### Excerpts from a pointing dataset
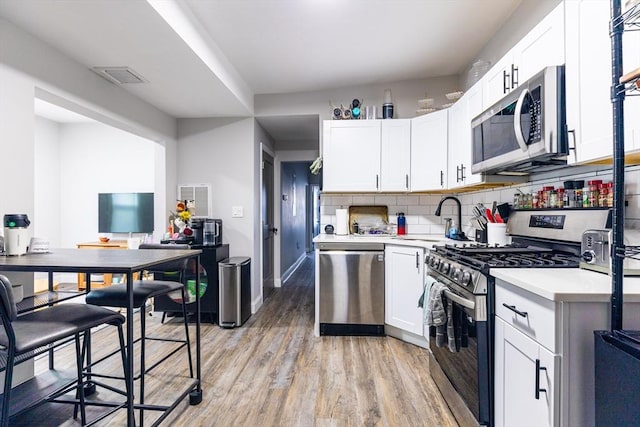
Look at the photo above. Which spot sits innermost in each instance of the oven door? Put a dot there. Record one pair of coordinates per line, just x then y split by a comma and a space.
465, 360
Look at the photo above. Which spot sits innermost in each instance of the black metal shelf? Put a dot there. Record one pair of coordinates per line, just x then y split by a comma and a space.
32, 392
619, 85
44, 299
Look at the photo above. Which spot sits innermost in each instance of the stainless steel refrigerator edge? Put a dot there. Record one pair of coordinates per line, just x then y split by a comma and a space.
351, 289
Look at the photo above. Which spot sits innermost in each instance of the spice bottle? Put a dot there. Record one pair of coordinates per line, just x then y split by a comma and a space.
402, 224
578, 188
546, 194
586, 196
569, 197
594, 193
553, 199
560, 201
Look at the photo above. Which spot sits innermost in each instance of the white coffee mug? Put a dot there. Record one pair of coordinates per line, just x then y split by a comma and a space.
133, 242
497, 234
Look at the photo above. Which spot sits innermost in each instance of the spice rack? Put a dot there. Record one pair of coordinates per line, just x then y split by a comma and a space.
574, 194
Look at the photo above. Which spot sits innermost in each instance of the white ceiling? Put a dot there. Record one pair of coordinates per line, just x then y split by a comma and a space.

### Requirements
Reproduce all of the records above verbatim, line for line, omitting the pictures.

### The output
Look at the photo above. Which spot sits innermost in each instance of the oven door? Put a dot there. Record one pair of coordinates per line, just x then y split by a comma and a space.
465, 360
Look at the photo above. Which spot sits innermost in each instance of the black metal shelf? Put a dot there. Record one pair of coordinates per line, just x then y split by a comma and a space.
32, 392
619, 85
44, 299
Look at the photo above. Which spot sits innermost in each instance of the stainless steel refrigerator edge? Put a dot there. Record one pair of coordinates per line, just x then y split by a comma and a space.
351, 289
Look at the photo above. Which spot sits innermost in each instance of the spice bottle? Put a dot there. Record one pair of coordinates per line, just x then y split by a comma and a space.
402, 224
578, 188
546, 194
586, 196
569, 197
594, 193
553, 199
560, 201
Look at the photo above. Which spot sits innermost in each instance of the white coffee mug? Put a dot there. Record one pair of coordinates per line, just x then y split by a comma and a space.
133, 242
497, 234
Look at the photo above. Which spot sits innermost in each instance of the spice rack? Put a dot there. Record one pair of coordinates per line, just x then y split by a comma and a space.
574, 194
Look at the photo above. Which spot sits innermost in each instance of the white ceiling? Put a dot there. Record one pair of coordinates per line, just x then y split by a comma and a space.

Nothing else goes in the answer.